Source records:
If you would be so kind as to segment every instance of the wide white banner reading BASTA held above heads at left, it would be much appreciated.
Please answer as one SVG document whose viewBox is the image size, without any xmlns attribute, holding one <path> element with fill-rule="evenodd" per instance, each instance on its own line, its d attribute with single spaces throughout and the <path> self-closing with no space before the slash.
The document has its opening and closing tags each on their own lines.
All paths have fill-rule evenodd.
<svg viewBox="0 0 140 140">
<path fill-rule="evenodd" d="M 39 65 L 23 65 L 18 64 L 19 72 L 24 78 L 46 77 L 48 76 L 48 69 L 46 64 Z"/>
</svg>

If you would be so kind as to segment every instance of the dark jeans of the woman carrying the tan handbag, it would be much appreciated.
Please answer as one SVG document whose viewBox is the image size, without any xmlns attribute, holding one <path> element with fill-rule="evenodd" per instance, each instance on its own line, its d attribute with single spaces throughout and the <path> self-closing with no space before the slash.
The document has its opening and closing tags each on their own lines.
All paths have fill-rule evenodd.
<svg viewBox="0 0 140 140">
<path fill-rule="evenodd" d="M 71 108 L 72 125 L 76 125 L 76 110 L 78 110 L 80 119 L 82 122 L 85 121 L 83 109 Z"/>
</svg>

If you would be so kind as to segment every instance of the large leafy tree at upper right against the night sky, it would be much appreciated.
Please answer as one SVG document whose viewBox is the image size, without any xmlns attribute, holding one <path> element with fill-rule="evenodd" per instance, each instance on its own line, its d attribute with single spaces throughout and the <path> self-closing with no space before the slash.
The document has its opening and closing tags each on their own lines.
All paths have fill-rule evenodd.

Work required: If the word "much" is on a line above, return that line.

Answer section:
If you would be so kind as to segment every instance of the wide white banner reading BASTA held above heads at left, it would be much appreciated.
If you would be so kind as to segment every instance of the dark jeans of the woman carrying the tan handbag, it would be much appreciated.
If you would be so kind as to segment every instance of the large leafy tree at upper right against the night sky, it would be much appreciated.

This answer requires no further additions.